WORK TASK:
Set down each entry below exactly as written, keeping the pictures out.

(Natural language region descriptions)
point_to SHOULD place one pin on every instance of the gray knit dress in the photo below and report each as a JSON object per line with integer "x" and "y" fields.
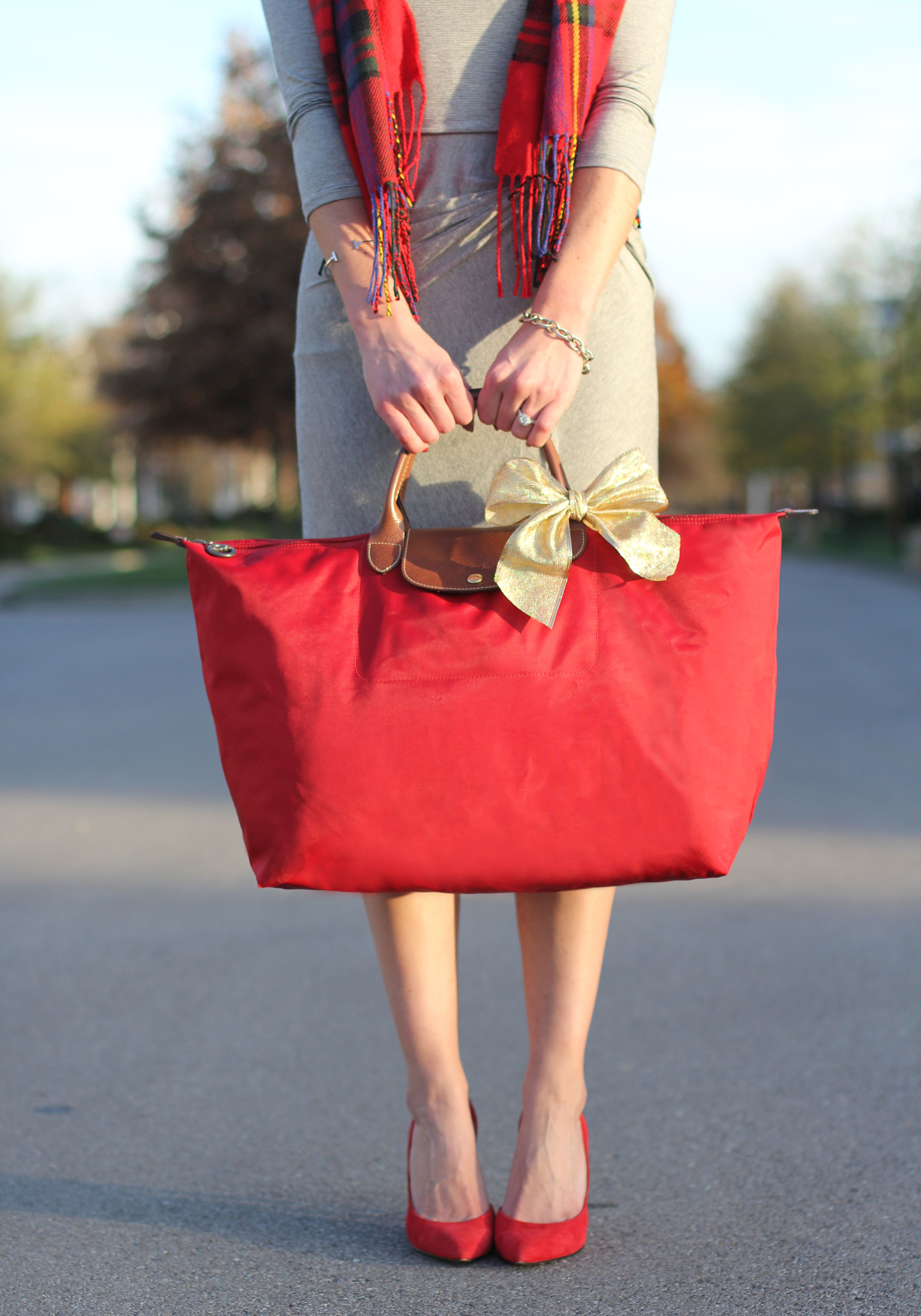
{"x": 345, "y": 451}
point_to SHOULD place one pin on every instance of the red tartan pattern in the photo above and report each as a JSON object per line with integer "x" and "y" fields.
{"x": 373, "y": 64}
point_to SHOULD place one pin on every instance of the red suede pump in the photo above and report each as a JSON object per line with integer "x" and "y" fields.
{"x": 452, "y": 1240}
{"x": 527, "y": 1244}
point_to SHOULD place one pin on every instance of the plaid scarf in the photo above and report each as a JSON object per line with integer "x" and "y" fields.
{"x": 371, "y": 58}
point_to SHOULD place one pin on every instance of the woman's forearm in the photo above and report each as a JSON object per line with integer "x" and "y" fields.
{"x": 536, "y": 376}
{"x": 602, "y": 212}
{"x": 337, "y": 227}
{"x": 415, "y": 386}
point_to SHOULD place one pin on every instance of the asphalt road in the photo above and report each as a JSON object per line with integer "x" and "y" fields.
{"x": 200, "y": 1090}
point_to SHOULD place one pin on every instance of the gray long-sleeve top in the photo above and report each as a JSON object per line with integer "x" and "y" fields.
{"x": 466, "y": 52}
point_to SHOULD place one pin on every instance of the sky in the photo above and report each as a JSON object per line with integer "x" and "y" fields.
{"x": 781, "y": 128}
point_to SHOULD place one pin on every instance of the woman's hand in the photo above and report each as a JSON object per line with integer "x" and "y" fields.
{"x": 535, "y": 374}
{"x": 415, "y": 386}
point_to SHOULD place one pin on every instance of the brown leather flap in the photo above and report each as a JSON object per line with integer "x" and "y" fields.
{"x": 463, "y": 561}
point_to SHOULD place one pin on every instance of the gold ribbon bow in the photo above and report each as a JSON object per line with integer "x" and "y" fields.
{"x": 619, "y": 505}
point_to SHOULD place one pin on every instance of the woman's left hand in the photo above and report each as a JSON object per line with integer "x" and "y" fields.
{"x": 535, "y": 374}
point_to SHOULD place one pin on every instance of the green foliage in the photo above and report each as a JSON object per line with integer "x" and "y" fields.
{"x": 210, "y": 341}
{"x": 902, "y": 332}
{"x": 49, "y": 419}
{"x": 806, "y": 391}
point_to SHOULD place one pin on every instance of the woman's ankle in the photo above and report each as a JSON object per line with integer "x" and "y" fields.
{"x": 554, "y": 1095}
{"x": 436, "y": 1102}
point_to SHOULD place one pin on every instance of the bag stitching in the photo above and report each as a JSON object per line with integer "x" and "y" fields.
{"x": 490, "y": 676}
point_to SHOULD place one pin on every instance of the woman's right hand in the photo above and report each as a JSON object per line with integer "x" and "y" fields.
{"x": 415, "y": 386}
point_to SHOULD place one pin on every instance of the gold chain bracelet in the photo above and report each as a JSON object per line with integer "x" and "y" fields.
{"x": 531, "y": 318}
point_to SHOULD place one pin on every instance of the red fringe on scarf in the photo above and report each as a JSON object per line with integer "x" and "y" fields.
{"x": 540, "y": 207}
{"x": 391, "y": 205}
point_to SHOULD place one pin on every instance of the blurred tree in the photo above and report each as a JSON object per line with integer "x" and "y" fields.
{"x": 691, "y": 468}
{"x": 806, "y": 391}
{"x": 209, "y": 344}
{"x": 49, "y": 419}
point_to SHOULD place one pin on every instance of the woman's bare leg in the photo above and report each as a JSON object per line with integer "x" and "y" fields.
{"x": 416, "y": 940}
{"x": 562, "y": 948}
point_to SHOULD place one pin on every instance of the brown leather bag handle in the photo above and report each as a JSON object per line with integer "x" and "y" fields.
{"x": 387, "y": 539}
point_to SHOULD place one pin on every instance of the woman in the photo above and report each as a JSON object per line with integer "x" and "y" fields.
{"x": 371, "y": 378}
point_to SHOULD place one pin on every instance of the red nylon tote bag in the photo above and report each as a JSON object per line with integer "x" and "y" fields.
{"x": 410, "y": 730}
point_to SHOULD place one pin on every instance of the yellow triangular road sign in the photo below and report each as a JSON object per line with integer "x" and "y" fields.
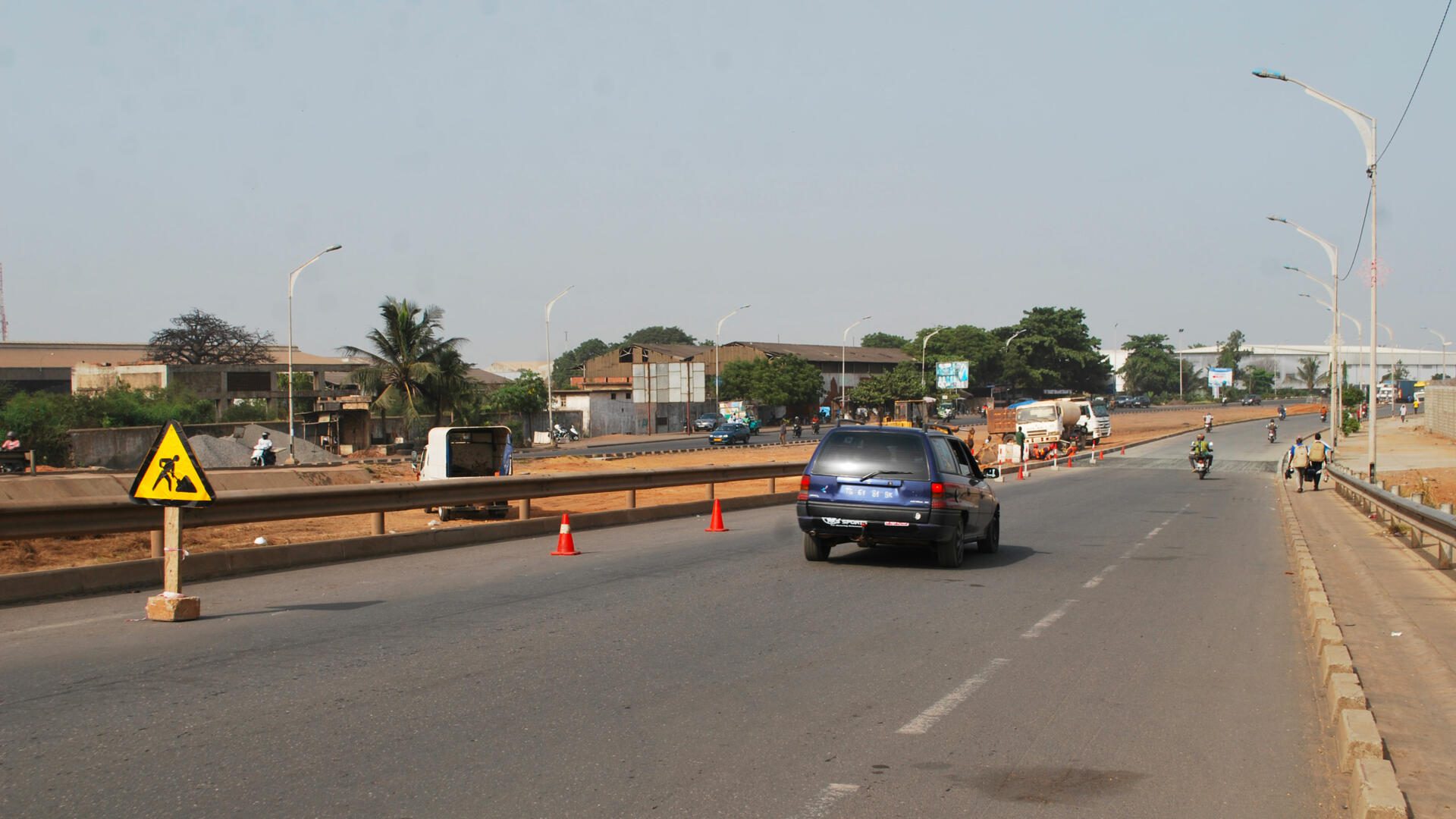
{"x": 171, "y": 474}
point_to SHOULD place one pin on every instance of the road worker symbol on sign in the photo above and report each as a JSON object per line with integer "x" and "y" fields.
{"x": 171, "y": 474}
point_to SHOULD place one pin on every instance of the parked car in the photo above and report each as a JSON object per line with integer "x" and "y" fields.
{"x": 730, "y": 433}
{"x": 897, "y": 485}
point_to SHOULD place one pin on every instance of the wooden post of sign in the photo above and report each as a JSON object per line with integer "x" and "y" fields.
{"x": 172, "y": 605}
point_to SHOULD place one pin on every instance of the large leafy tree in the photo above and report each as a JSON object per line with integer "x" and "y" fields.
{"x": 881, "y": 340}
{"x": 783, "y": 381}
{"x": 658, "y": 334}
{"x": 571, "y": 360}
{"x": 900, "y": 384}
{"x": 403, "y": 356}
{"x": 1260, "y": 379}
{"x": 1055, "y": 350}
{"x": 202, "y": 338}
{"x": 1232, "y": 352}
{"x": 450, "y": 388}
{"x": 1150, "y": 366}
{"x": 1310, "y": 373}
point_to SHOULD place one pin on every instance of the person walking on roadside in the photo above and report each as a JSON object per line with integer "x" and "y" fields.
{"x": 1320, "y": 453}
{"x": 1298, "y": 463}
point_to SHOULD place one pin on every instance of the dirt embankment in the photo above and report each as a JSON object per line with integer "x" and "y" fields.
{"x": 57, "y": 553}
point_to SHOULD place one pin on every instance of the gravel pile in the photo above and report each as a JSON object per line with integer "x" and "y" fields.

ANSWER FOR THIS EXERCISE:
point_to SHOULD place one pin on every instance of the gray knit dress in the photo below and report each as a JSON object per line with integer "x" and "y" fields.
{"x": 345, "y": 451}
point_to SHOULD place one pin on every instance of the red tartan pattern in the photo above and report each as a JSON object per line with integer "x" and "y" fields.
{"x": 373, "y": 64}
point_to SHOULD place one pin on every instance of the red suede pump in the photo above and report each as a JSON object per line with integer "x" and "y" fields.
{"x": 452, "y": 1240}
{"x": 527, "y": 1244}
point_to SHOULD place one pin on every instance of the plaid scarf in the photo above and report each as a JSON object per line with integer "x" and "y" fields.
{"x": 371, "y": 58}
point_to SHOULD place one pin on every instance of the woman's forearm in the photo above and report each as a JSON object per line with integer "x" and "y" fields.
{"x": 536, "y": 376}
{"x": 602, "y": 212}
{"x": 337, "y": 227}
{"x": 415, "y": 386}
point_to SHOULD place one pin on every instance of the asphalt road in the photo above and report each as a JSON object per line with integer "x" and "y" fields.
{"x": 200, "y": 1090}
point_to SHOULD place one pin on every instance of the gray long-sleeve top in the photo above and report each as a JSON object per line with integer "x" and "y" fields.
{"x": 466, "y": 52}
point_to SHOULD place one pin on every instance of the sky in the photo above and report each as a JSON object per line with integer "x" and "y" fields.
{"x": 781, "y": 128}
point_to SHOULD place one pin on every instance of the woman's hand in the photo above and report each as a JSON object per line with integer "x" and "y" fields.
{"x": 535, "y": 374}
{"x": 415, "y": 386}
point_to SHOULD place one pin on every instance of the brown leather flap in the photo above and report each as a JSON object per line with integer "x" and "y" fields.
{"x": 463, "y": 561}
point_to SHOULD place one pin on every instance of the gold ribbon bow in the photo above and report each as a JSON object per line with integer "x" and "y" fields.
{"x": 619, "y": 505}
point_to SHOULD place one pin on every instance of the woman's left hand in the photo above and report each as a JSON object per line with integer "x" and "y" fields.
{"x": 535, "y": 374}
point_to SHOULD place one pin on every instance of the green foliage in the photo above and report each as a JSON object per line with integer "x" and "y" fields.
{"x": 210, "y": 341}
{"x": 902, "y": 332}
{"x": 49, "y": 419}
{"x": 806, "y": 391}
point_to SHOULD place one pin on every instance of the woman's ankle in the photo above and report each as a JSON object per line with integer "x" and "y" fields.
{"x": 554, "y": 1095}
{"x": 436, "y": 1102}
point_to SHOULD place one pin on every instance of the bag stitching in the photo above and report each as a JSON object per line with integer "x" and "y" fields.
{"x": 490, "y": 676}
point_to SHOULD place one pin on every instance of the woman's right hand in the photo above and report each as a JSON object per line with integer "x" and "y" fields.
{"x": 415, "y": 386}
point_to SHOULD place one pin on every instance of the gold chain bracelet in the photo above and report each as a JSON object per line with integer "x" and "y" fields.
{"x": 531, "y": 318}
point_to SHOULD place one pin on every instance of the red fringe on scarf in the photo above and report each as a JSON object per line with integer "x" and "y" fields.
{"x": 540, "y": 207}
{"x": 391, "y": 205}
point_to SHOULD place one pin on every instance of the blurred tree in the photo above and report each as a JSON object per line with integer "x" and "y" fields.
{"x": 691, "y": 468}
{"x": 806, "y": 391}
{"x": 209, "y": 344}
{"x": 49, "y": 419}
point_to SHOULD place one pin on every instance of the woman's bare leg in the photo above and report each as a JSON object per line with integer "x" and "y" fields.
{"x": 416, "y": 940}
{"x": 562, "y": 948}
point_to SHOULD place one pin on every instance of the brown leather bag handle in the photo above and report each as a JSON object per line with integer "x" and "y" fields.
{"x": 387, "y": 539}
point_to SHOULD place one pin on every instance of the woman in the photo above and report each as a JSON object per line with integer "x" and "y" fields.
{"x": 371, "y": 378}
point_to SHOULD place one pin on every instance of the red nylon tote bag in the photo above and report each as a JSON object per line with integer "x" and "y" fields.
{"x": 410, "y": 730}
point_to SHOULD place one pin on every instance of the yellow triangular road sign in the photo below and report each as a JSON object per line with integer "x" and "y" fields.
{"x": 171, "y": 474}
point_to SHOULD place one pin on every instance of the road worker symbol on sign in the photo above and report each as a JSON object per line with integer "x" and "y" fields.
{"x": 171, "y": 474}
point_to SHOULD place one pin on every instance of the parked car in the photo above and report each as a JSON object per line with integer "x" and "y" fields.
{"x": 730, "y": 433}
{"x": 897, "y": 485}
point_to SHOULD place one pin on every instance of the wooden post of sign in the photo above and report each as a JSON object per line with integer "x" and "y" fields.
{"x": 172, "y": 605}
point_to SHOULD place one pin on every instance of the large leafy tree in the photo above and report each as a JSON object per line with integer "x" and "y" fields.
{"x": 881, "y": 340}
{"x": 783, "y": 381}
{"x": 658, "y": 334}
{"x": 571, "y": 360}
{"x": 900, "y": 384}
{"x": 403, "y": 356}
{"x": 1260, "y": 379}
{"x": 1055, "y": 350}
{"x": 202, "y": 338}
{"x": 1232, "y": 352}
{"x": 450, "y": 388}
{"x": 1150, "y": 366}
{"x": 1310, "y": 373}
point_to SHOULD place one pin on every instance of the person walking on roadside in the photo above and report each as a JSON object per line with integer "x" and "y" fields.
{"x": 1320, "y": 453}
{"x": 1298, "y": 463}
point_to SHOULD place one pin on every instance of the dirt embankment in the photo above and report each as a JSON object per line with integer "x" and "y" fields.
{"x": 57, "y": 553}
point_to SHOULD place one pin on every instance of the gravel pile in the photo above and report each as a JSON object per line with integer "x" and "y" fields.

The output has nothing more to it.